** Problem **
Gather every line in the data below that contains the string "collared", and copy each line in full. Matching is case-sensitive.
____ Records for this task
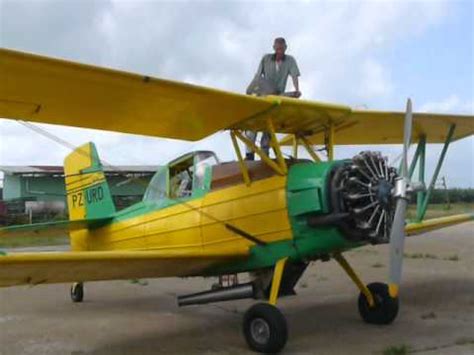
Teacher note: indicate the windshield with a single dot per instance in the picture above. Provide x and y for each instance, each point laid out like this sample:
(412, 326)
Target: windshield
(182, 177)
(157, 189)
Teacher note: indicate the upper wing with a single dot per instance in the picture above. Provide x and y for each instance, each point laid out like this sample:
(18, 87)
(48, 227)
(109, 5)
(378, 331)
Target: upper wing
(351, 127)
(41, 89)
(52, 267)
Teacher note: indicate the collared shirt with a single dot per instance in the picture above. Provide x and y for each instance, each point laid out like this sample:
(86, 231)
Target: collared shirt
(278, 75)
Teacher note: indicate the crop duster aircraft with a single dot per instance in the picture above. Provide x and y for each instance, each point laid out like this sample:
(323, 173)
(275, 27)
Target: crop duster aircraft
(200, 217)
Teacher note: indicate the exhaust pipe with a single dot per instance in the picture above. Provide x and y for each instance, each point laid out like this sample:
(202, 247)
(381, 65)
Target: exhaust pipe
(222, 294)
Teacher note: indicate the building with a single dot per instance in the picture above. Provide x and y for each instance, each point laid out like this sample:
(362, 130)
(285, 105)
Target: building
(39, 192)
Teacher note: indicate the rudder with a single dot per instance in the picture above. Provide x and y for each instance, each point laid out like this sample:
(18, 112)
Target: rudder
(87, 190)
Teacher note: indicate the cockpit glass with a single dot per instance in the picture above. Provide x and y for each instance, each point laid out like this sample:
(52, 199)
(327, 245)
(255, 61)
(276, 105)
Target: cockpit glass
(186, 174)
(157, 188)
(204, 160)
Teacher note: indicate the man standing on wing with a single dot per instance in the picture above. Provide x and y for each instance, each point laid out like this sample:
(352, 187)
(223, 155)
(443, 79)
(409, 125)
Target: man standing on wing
(270, 79)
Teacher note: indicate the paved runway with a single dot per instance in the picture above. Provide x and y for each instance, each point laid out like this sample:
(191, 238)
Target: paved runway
(121, 317)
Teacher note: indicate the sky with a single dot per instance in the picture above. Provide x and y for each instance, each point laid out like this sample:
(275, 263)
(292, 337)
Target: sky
(371, 54)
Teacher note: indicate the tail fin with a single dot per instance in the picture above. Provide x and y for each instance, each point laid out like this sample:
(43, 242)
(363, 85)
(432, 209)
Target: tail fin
(88, 194)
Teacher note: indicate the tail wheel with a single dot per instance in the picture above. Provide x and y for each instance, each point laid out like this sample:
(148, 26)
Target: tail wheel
(77, 292)
(265, 328)
(385, 309)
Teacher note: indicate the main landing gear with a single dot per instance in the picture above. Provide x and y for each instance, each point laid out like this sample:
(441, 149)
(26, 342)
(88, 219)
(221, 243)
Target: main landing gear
(77, 292)
(385, 309)
(376, 306)
(264, 326)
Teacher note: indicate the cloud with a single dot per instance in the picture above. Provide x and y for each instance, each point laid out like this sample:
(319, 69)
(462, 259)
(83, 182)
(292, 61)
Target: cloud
(451, 103)
(340, 48)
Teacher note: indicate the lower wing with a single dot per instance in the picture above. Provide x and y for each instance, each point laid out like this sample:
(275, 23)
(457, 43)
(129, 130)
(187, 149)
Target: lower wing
(57, 267)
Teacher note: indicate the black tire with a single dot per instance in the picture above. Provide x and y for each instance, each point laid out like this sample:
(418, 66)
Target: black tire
(385, 309)
(77, 292)
(265, 328)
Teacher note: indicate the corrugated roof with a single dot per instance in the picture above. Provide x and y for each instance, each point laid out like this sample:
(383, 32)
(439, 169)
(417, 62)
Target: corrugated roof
(51, 169)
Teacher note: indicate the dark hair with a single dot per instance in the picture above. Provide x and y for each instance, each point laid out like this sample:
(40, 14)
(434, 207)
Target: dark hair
(280, 40)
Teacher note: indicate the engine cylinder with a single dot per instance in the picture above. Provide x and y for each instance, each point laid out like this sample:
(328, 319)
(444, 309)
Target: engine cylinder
(361, 189)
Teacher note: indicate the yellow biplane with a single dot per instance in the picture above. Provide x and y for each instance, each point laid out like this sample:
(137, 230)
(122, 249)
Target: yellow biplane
(201, 217)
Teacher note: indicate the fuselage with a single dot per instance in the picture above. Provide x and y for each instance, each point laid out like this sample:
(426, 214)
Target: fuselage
(272, 209)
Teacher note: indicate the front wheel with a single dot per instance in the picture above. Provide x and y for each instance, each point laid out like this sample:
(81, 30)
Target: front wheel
(385, 309)
(265, 328)
(77, 292)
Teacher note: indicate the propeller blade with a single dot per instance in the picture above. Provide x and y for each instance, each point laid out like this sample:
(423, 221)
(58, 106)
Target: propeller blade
(397, 243)
(397, 233)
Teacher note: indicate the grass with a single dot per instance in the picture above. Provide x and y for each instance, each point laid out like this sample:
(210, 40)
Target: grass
(396, 350)
(453, 257)
(420, 256)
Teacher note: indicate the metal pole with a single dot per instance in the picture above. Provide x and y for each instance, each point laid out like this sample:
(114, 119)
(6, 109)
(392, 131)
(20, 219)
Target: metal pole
(436, 172)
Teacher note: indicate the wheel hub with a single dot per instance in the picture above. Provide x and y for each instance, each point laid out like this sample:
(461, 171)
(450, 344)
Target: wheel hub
(260, 330)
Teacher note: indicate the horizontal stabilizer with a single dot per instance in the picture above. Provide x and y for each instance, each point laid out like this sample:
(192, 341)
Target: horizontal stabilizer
(437, 223)
(58, 267)
(51, 229)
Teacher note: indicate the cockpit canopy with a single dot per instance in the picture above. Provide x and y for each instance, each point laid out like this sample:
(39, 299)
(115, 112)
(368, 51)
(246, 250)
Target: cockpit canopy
(186, 176)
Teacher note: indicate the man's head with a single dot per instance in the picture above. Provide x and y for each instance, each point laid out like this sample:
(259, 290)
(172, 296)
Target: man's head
(279, 45)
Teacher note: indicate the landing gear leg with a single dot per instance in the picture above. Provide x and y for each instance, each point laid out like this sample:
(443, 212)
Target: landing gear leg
(77, 292)
(264, 326)
(376, 306)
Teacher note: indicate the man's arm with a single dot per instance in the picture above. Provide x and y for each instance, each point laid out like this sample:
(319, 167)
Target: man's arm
(295, 73)
(260, 71)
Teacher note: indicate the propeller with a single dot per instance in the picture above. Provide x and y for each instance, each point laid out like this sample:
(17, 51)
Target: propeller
(402, 187)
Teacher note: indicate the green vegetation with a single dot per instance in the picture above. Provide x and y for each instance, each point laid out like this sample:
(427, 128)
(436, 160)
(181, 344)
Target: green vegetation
(377, 265)
(396, 350)
(33, 241)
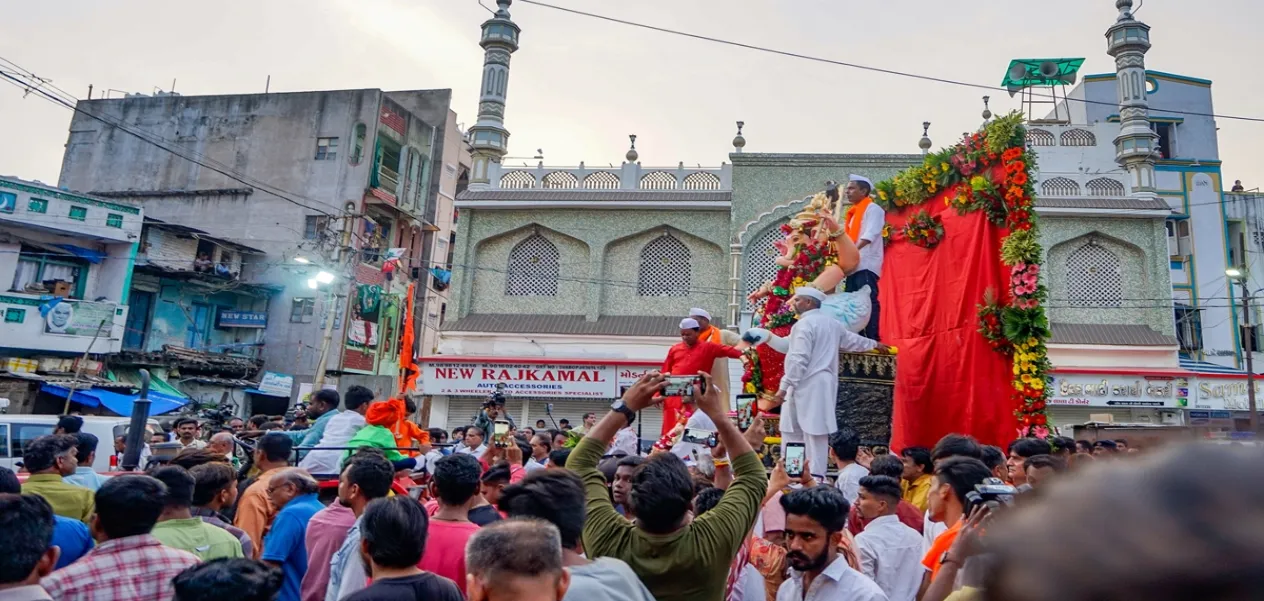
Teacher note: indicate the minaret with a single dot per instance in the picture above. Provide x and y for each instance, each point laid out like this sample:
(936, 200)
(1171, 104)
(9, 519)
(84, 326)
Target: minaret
(488, 137)
(1126, 41)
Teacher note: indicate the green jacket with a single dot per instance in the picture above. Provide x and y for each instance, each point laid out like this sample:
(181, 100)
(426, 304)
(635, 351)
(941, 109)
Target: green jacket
(374, 435)
(688, 564)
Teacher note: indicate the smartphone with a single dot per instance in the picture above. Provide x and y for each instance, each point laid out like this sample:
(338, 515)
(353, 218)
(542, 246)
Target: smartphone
(794, 458)
(681, 386)
(745, 411)
(697, 435)
(501, 433)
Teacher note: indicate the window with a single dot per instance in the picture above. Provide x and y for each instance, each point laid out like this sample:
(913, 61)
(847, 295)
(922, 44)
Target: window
(1188, 328)
(39, 272)
(358, 143)
(1093, 277)
(301, 310)
(665, 268)
(1167, 138)
(534, 268)
(326, 148)
(315, 227)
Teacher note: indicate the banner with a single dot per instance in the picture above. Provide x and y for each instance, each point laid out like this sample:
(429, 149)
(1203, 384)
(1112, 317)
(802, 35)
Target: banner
(80, 319)
(521, 380)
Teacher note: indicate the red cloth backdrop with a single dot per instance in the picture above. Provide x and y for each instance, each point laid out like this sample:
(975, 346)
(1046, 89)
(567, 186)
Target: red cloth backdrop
(948, 378)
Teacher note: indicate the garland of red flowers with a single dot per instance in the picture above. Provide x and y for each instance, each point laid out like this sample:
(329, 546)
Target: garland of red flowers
(991, 171)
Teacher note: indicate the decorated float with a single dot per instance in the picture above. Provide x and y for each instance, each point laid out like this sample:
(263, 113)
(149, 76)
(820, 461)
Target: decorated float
(961, 299)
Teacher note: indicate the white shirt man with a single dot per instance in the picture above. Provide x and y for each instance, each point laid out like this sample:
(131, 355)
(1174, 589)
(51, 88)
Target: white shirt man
(837, 582)
(890, 554)
(809, 385)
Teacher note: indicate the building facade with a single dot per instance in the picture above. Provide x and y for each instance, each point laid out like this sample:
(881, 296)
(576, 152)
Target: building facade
(338, 181)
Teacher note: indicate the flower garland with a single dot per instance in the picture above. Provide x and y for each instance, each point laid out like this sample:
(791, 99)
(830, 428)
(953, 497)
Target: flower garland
(990, 171)
(923, 229)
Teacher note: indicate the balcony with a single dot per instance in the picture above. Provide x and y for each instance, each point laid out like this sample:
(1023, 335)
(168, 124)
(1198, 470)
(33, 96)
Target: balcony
(68, 327)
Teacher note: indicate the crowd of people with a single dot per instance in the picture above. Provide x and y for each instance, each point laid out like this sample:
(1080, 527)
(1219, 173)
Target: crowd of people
(540, 516)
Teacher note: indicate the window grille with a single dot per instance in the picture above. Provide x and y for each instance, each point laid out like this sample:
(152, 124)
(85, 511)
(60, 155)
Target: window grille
(1059, 186)
(1040, 137)
(1078, 137)
(602, 180)
(760, 260)
(1093, 277)
(560, 180)
(665, 268)
(517, 180)
(532, 268)
(700, 180)
(657, 180)
(1105, 186)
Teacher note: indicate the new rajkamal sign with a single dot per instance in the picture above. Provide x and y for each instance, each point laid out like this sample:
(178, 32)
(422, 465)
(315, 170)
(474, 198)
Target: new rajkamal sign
(1119, 391)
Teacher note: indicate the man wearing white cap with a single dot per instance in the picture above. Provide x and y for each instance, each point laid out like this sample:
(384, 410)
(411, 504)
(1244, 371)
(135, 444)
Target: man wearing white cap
(689, 357)
(809, 387)
(862, 223)
(716, 335)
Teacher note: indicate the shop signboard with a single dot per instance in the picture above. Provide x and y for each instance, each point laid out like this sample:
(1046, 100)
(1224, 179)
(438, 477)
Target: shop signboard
(526, 380)
(1109, 390)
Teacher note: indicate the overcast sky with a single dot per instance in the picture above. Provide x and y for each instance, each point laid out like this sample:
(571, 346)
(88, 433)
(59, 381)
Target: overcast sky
(578, 86)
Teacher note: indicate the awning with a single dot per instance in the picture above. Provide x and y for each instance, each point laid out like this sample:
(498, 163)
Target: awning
(84, 253)
(132, 377)
(120, 404)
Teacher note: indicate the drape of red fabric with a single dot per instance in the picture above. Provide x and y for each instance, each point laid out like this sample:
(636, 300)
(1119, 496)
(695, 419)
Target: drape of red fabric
(948, 378)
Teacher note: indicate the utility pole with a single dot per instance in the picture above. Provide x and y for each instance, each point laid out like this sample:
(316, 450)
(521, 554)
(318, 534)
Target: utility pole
(331, 299)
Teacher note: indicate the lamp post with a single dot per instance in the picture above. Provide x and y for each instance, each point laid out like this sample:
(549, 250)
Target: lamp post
(1239, 273)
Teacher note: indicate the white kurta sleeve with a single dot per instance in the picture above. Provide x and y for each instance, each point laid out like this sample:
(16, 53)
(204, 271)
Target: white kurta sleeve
(799, 356)
(853, 343)
(872, 223)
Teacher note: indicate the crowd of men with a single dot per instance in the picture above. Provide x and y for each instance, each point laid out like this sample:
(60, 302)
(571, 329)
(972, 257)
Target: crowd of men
(539, 516)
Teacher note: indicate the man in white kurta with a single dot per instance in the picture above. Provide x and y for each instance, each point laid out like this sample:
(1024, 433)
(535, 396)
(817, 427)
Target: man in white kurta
(809, 386)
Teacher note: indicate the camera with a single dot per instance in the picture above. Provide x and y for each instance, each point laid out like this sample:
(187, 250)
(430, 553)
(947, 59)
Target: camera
(992, 494)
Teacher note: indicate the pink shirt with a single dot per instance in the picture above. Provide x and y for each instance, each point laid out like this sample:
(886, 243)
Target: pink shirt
(445, 549)
(325, 534)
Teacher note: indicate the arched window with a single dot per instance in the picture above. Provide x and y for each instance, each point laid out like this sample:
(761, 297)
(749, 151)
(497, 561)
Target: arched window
(1078, 137)
(657, 180)
(602, 180)
(532, 268)
(1040, 137)
(1093, 277)
(665, 268)
(358, 143)
(1105, 186)
(1059, 186)
(700, 180)
(760, 258)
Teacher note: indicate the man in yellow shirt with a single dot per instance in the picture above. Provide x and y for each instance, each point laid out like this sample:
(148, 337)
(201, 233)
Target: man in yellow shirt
(48, 459)
(917, 476)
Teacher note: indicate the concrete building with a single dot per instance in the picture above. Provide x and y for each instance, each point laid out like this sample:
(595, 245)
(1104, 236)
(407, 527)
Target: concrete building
(288, 173)
(66, 258)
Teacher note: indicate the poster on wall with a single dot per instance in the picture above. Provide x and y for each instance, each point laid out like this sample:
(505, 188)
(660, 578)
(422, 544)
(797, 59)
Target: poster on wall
(1120, 391)
(80, 319)
(521, 380)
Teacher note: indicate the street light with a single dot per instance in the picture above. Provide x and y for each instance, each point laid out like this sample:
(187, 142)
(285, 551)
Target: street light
(1239, 273)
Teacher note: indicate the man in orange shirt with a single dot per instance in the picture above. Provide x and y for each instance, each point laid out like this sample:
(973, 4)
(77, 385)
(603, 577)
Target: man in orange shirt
(689, 357)
(952, 481)
(254, 511)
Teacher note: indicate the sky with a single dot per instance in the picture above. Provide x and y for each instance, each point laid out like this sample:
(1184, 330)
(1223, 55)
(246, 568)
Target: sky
(579, 86)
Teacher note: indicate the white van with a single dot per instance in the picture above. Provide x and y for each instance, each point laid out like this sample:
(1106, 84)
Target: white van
(17, 430)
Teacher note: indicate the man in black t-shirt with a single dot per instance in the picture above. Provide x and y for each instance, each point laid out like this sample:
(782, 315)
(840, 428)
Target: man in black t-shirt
(393, 537)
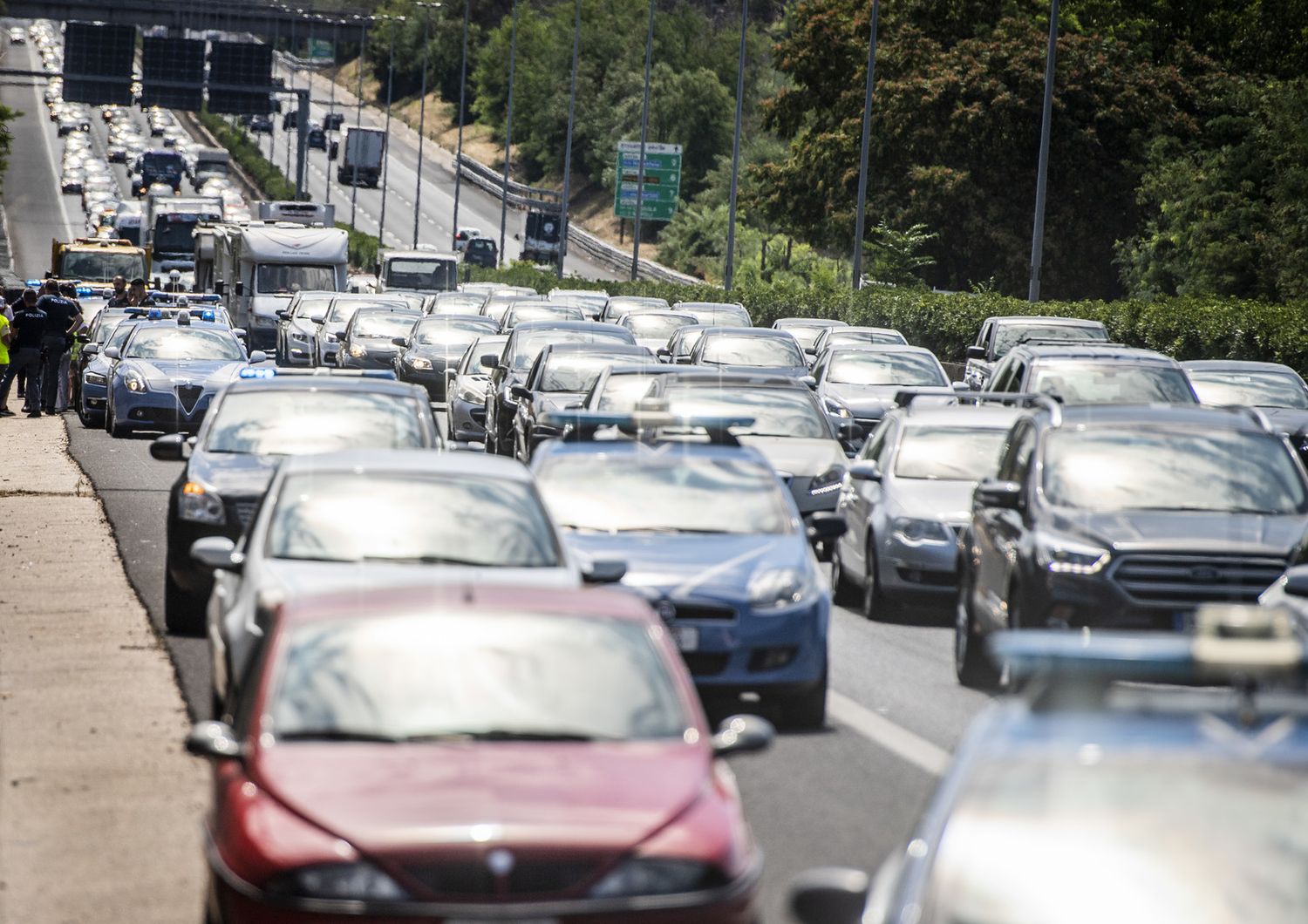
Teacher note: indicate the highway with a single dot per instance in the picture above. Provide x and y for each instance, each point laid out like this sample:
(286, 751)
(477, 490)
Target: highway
(847, 795)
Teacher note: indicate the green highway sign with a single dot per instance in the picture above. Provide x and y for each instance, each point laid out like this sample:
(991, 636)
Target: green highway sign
(662, 180)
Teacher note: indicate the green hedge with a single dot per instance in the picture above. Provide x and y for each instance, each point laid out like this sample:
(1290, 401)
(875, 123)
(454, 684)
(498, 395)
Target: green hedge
(1184, 327)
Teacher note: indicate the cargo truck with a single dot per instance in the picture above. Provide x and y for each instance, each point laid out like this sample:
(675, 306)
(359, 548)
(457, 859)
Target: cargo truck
(364, 154)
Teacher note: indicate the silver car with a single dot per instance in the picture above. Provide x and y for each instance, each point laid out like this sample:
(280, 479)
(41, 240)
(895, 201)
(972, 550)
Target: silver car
(352, 520)
(907, 498)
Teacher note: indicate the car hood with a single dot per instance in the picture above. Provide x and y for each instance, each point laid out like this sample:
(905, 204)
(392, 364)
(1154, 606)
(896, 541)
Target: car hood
(798, 457)
(1187, 531)
(398, 798)
(683, 563)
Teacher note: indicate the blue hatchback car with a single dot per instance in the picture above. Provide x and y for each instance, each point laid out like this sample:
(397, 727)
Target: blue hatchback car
(167, 373)
(712, 540)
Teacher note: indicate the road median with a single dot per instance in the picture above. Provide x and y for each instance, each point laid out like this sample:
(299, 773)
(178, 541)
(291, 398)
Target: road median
(99, 805)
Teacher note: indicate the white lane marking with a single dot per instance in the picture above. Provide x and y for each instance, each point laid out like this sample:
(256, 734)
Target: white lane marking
(882, 730)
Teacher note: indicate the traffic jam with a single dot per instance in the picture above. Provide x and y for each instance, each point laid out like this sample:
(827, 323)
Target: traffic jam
(492, 581)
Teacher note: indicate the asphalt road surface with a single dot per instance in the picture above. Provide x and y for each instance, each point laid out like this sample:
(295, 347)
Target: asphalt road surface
(847, 795)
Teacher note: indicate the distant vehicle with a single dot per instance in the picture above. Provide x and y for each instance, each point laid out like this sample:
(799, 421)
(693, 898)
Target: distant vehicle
(364, 154)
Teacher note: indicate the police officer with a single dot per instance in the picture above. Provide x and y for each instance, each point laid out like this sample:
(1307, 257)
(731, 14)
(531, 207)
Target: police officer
(63, 319)
(29, 330)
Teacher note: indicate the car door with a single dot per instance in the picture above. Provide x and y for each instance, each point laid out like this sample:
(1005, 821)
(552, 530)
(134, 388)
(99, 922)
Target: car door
(997, 532)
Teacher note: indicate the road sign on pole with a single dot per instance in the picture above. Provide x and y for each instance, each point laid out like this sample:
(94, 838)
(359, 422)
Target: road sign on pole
(662, 180)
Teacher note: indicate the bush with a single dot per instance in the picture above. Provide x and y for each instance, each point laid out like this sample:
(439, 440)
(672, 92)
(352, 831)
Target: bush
(1187, 329)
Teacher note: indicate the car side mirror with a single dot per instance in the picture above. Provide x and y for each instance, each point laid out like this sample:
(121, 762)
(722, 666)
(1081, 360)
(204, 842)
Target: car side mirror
(829, 895)
(170, 447)
(865, 471)
(743, 735)
(1001, 494)
(214, 740)
(603, 571)
(219, 553)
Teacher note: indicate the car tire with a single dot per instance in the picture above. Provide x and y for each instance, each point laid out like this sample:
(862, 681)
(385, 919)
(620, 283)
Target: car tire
(807, 711)
(972, 665)
(842, 589)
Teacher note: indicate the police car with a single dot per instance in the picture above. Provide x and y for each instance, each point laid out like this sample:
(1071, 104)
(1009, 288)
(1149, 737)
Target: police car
(711, 537)
(167, 370)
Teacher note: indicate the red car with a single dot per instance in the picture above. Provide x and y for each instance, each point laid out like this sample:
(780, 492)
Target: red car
(468, 753)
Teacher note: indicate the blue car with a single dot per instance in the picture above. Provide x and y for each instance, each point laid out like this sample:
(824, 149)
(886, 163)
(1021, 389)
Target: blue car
(167, 373)
(712, 540)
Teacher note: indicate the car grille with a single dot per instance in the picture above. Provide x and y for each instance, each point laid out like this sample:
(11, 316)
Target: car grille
(188, 397)
(1187, 581)
(528, 877)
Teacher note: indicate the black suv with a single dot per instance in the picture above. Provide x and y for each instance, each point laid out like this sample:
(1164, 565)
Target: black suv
(1127, 518)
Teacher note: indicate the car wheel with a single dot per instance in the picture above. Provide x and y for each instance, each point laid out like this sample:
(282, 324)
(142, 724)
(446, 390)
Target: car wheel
(807, 710)
(842, 591)
(972, 665)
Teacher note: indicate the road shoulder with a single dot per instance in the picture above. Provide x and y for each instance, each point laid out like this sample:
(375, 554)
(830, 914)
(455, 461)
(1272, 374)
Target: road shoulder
(99, 805)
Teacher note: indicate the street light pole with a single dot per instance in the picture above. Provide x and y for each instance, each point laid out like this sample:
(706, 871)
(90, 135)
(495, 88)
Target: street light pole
(735, 153)
(1038, 233)
(458, 156)
(640, 170)
(421, 118)
(508, 130)
(572, 109)
(386, 146)
(863, 153)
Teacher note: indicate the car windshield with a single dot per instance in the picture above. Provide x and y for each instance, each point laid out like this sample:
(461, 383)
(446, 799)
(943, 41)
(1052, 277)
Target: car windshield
(449, 332)
(671, 492)
(423, 274)
(949, 454)
(283, 279)
(763, 352)
(776, 412)
(528, 347)
(576, 371)
(1134, 839)
(886, 369)
(384, 324)
(1256, 389)
(1222, 471)
(182, 343)
(475, 675)
(654, 326)
(290, 423)
(1112, 382)
(411, 518)
(1010, 335)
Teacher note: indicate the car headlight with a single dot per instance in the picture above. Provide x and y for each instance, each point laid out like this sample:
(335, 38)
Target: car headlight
(653, 876)
(1061, 555)
(771, 588)
(921, 532)
(133, 381)
(358, 881)
(201, 505)
(828, 481)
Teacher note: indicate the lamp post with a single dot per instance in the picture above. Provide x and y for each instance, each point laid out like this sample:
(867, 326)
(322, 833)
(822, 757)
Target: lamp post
(729, 274)
(421, 119)
(458, 156)
(863, 151)
(1038, 233)
(640, 170)
(572, 109)
(508, 130)
(386, 146)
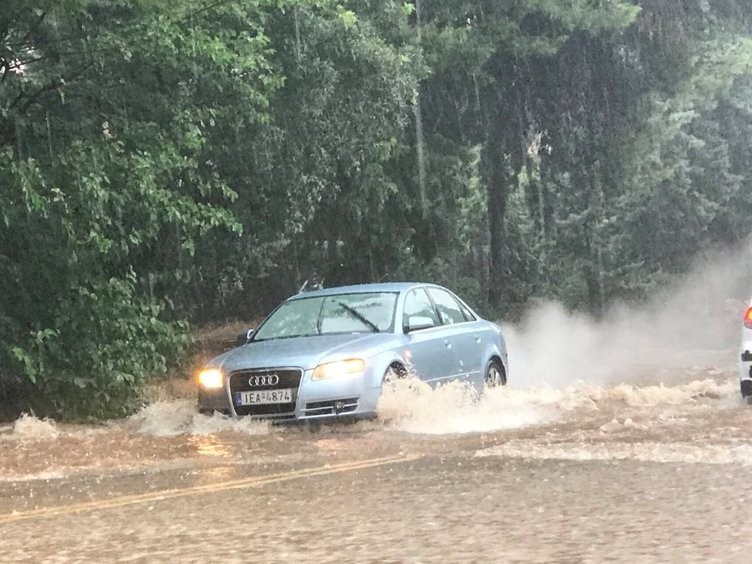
________
** Solution for this task **
Teacher note: indicate the collared shirt with a single dot per instance in the picture above. Provide x and y for each instance, each point laid out like this sample:
Target: collared shirt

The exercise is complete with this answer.